__INPUT ROWS__:
+++++

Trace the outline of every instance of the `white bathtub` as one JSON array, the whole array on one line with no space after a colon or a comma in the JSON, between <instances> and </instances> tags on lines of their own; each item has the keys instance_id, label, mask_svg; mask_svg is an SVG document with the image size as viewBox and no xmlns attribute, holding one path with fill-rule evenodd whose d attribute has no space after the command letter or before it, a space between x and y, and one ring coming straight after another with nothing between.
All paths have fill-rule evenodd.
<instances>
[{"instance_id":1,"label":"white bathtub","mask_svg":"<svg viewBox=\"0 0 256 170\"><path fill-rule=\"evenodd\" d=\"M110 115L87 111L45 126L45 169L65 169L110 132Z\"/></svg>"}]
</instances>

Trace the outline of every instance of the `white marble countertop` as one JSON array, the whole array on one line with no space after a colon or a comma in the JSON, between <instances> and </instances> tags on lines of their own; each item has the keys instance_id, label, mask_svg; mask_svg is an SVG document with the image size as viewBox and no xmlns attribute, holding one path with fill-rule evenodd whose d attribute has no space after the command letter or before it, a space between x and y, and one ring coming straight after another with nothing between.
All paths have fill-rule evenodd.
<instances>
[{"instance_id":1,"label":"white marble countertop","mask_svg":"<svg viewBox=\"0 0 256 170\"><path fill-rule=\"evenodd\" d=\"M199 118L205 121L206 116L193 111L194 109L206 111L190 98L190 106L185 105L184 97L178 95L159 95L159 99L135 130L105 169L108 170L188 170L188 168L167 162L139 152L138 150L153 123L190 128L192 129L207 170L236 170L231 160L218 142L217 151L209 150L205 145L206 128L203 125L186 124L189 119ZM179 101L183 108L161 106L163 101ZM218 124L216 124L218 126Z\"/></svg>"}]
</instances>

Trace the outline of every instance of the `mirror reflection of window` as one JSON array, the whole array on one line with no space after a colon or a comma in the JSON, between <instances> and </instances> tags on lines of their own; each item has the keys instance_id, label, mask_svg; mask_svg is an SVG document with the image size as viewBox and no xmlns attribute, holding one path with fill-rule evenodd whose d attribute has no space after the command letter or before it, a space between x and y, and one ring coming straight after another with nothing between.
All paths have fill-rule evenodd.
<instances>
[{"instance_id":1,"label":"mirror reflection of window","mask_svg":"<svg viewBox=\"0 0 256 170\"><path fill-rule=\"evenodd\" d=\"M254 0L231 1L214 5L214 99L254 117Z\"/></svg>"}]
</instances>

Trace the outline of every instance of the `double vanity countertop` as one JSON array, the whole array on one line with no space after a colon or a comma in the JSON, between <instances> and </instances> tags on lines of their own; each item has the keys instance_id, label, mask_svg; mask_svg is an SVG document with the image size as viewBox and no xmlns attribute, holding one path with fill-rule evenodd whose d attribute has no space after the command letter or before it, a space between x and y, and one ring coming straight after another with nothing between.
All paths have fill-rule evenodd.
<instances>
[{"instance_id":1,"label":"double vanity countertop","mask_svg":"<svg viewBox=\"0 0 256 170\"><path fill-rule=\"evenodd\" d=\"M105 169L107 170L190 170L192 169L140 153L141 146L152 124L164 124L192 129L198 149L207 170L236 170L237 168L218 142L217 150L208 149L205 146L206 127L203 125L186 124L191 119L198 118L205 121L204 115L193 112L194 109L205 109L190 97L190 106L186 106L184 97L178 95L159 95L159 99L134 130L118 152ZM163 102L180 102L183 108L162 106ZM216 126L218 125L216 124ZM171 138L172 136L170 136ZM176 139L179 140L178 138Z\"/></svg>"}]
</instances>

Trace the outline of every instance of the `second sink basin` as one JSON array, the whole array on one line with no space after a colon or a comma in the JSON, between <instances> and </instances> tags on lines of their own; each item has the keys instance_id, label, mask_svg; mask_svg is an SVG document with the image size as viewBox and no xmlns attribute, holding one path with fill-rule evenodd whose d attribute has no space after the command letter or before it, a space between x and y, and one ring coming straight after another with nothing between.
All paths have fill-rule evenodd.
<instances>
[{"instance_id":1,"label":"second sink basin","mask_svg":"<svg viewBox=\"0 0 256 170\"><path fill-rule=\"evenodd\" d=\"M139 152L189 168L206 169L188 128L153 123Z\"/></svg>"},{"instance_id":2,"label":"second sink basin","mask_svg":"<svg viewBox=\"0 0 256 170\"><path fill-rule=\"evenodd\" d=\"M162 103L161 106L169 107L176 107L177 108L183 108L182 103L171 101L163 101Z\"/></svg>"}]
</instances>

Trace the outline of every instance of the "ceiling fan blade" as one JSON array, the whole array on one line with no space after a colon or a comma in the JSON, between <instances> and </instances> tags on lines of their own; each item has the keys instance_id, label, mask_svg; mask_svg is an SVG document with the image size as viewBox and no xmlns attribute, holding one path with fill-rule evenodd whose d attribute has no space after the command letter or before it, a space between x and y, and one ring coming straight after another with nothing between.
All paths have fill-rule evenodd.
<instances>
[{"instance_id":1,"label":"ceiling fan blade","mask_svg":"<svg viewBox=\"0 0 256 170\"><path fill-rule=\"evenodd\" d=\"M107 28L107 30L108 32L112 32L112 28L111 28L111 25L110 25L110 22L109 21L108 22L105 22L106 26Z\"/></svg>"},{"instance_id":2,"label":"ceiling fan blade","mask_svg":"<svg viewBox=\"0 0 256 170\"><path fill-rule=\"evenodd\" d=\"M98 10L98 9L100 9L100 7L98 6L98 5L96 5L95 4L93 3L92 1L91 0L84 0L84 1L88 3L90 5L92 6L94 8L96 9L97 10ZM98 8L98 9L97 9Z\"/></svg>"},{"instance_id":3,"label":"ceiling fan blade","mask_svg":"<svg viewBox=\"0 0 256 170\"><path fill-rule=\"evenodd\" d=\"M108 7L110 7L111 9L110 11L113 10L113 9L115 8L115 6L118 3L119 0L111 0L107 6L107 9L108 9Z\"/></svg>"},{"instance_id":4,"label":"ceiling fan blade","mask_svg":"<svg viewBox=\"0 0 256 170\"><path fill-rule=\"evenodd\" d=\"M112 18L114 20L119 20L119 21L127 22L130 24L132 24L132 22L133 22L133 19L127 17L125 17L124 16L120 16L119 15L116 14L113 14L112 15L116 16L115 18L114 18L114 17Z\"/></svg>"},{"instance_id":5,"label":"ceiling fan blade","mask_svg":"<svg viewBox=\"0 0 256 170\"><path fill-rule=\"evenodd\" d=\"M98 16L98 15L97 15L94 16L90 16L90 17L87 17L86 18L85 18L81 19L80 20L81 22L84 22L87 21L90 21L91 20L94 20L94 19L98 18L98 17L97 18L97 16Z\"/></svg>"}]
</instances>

+++++

__EXERCISE PROMPT__: Using the exact wording, write out all of the records.

__RESPONSE TO THE TASK__:
Trace the outline of every instance of the `white bathtub` as one JSON array, the whole array on one line with no space after a colon or a comma in the JSON, between <instances> and </instances> tags on lines of their own; each item has the keys instance_id, label, mask_svg; mask_svg is an SVG document with the image size as viewBox and no xmlns attribute, holding one path with fill-rule evenodd whose d attribute has no space after the command letter or before it, a space between x and y, and one ring coming straight after another with nothing between.
All paths have fill-rule evenodd.
<instances>
[{"instance_id":1,"label":"white bathtub","mask_svg":"<svg viewBox=\"0 0 256 170\"><path fill-rule=\"evenodd\" d=\"M110 115L87 111L45 126L45 169L65 169L110 132Z\"/></svg>"}]
</instances>

Trace the outline of every instance of the `white marble countertop` as one JSON array, the whole array on one line with no space after a colon or a comma in the JSON, between <instances> and </instances> tags on lines of their own; each item has the keys instance_id, label, mask_svg; mask_svg is an SVG document with the image size as viewBox and no xmlns attribute, holding one path with fill-rule evenodd whose d attribute has no space after the command letter or before it, a space between x and y, and one ring coming straight after another with nothing between.
All paths have fill-rule evenodd.
<instances>
[{"instance_id":1,"label":"white marble countertop","mask_svg":"<svg viewBox=\"0 0 256 170\"><path fill-rule=\"evenodd\" d=\"M199 118L205 121L206 116L193 111L194 109L206 111L190 98L190 106L185 105L184 97L178 95L159 95L159 99L135 130L105 169L108 170L188 170L188 168L167 162L139 152L138 150L153 123L190 128L192 129L207 170L236 170L231 160L218 142L217 151L209 150L205 145L206 128L203 125L186 124L189 119ZM179 101L183 108L161 106L163 101ZM218 124L216 124L218 126Z\"/></svg>"}]
</instances>

Trace the outline of every instance of the `mirror reflection of window` as one JSON array, the whole array on one line with no space after a colon or a comma in the JSON, between <instances> and </instances> tags on lines of their own; each item has the keys instance_id, label, mask_svg; mask_svg is an SVG document with the image size as viewBox and no xmlns attribute, holding one path with fill-rule evenodd whose d attribute has no space after the command letter or before it, a space between x and y, and one ring coming straight after another with nothing between.
All paths have fill-rule evenodd.
<instances>
[{"instance_id":1,"label":"mirror reflection of window","mask_svg":"<svg viewBox=\"0 0 256 170\"><path fill-rule=\"evenodd\" d=\"M254 0L231 1L214 5L214 99L254 117Z\"/></svg>"}]
</instances>

Trace the outline of every instance of the `double vanity countertop` as one JSON array, the whole array on one line with no space after a colon or a comma in the JSON, between <instances> and </instances> tags on lines of their own; each item has the keys instance_id, label, mask_svg; mask_svg is an SVG document with the image size as viewBox and no xmlns attribute, holding one path with fill-rule evenodd whose d attribute has no space after the command letter or before it, a space between x and y, and one ring coming straight after another with nothing between.
All paths have fill-rule evenodd.
<instances>
[{"instance_id":1,"label":"double vanity countertop","mask_svg":"<svg viewBox=\"0 0 256 170\"><path fill-rule=\"evenodd\" d=\"M105 169L107 170L190 170L192 169L140 153L141 146L152 124L164 124L192 129L198 149L207 170L236 170L237 168L218 142L217 150L208 149L205 146L206 127L203 125L186 124L191 119L198 118L205 121L204 115L193 112L194 109L205 109L190 97L190 106L186 106L184 97L178 95L159 95L159 99L134 130L118 152ZM163 102L180 102L183 108L162 106ZM216 126L218 125L216 124ZM171 138L172 136L170 136ZM176 139L179 140L178 138Z\"/></svg>"}]
</instances>

Trace the outline of every instance of the `second sink basin` as one JSON array, the whole array on one line with no space after a colon or a comma in the JSON, between <instances> and </instances> tags on lines of their own; each item has the keys instance_id, label, mask_svg; mask_svg is an SVG document with the image size as viewBox and no xmlns attribute, holding one path with fill-rule evenodd whose d attribute has no space after the command letter or before it, a space between x and y, and one ring coming straight after another with nothing between.
All paths have fill-rule evenodd.
<instances>
[{"instance_id":1,"label":"second sink basin","mask_svg":"<svg viewBox=\"0 0 256 170\"><path fill-rule=\"evenodd\" d=\"M139 152L189 168L206 169L188 128L153 123Z\"/></svg>"},{"instance_id":2,"label":"second sink basin","mask_svg":"<svg viewBox=\"0 0 256 170\"><path fill-rule=\"evenodd\" d=\"M162 103L161 106L169 107L176 107L177 108L183 108L182 103L171 101L163 101Z\"/></svg>"}]
</instances>

Trace the outline of every instance of the "ceiling fan blade" as one JSON array, the whole array on one line with no space after a colon or a comma in the JSON, between <instances> and </instances> tags on lines of their own; each item has the keys instance_id, label, mask_svg; mask_svg is an SVG document with the image size as viewBox and no xmlns attribute, holding one path with fill-rule evenodd whose d attribute has no space after the command letter or before it, a space between x and y, and one ring coming straight after another with nothing between.
All paths have fill-rule evenodd.
<instances>
[{"instance_id":1,"label":"ceiling fan blade","mask_svg":"<svg viewBox=\"0 0 256 170\"><path fill-rule=\"evenodd\" d=\"M107 28L107 30L108 32L112 32L112 28L111 28L111 25L110 25L110 22L109 21L108 22L105 22L106 26Z\"/></svg>"},{"instance_id":2,"label":"ceiling fan blade","mask_svg":"<svg viewBox=\"0 0 256 170\"><path fill-rule=\"evenodd\" d=\"M98 10L98 9L100 9L100 7L98 6L98 5L96 5L95 4L93 3L92 1L91 0L84 0L84 1L88 3L90 5L92 6L94 8L96 9L97 10ZM98 8L98 9L97 9Z\"/></svg>"},{"instance_id":3,"label":"ceiling fan blade","mask_svg":"<svg viewBox=\"0 0 256 170\"><path fill-rule=\"evenodd\" d=\"M108 7L110 7L111 9L110 11L113 10L113 9L115 8L115 6L118 3L119 0L111 0L107 6L107 9L108 9Z\"/></svg>"},{"instance_id":4,"label":"ceiling fan blade","mask_svg":"<svg viewBox=\"0 0 256 170\"><path fill-rule=\"evenodd\" d=\"M112 18L114 20L119 20L119 21L127 22L130 24L132 24L132 22L133 22L133 19L127 17L125 17L124 16L120 16L119 15L116 14L113 14L112 15L116 16L115 18L114 18L114 17Z\"/></svg>"},{"instance_id":5,"label":"ceiling fan blade","mask_svg":"<svg viewBox=\"0 0 256 170\"><path fill-rule=\"evenodd\" d=\"M98 16L98 15L97 15L94 16L90 16L90 17L87 17L86 18L85 18L81 19L80 20L81 22L84 22L87 21L90 21L91 20L94 20L94 19L98 18L98 17L97 18L97 16Z\"/></svg>"}]
</instances>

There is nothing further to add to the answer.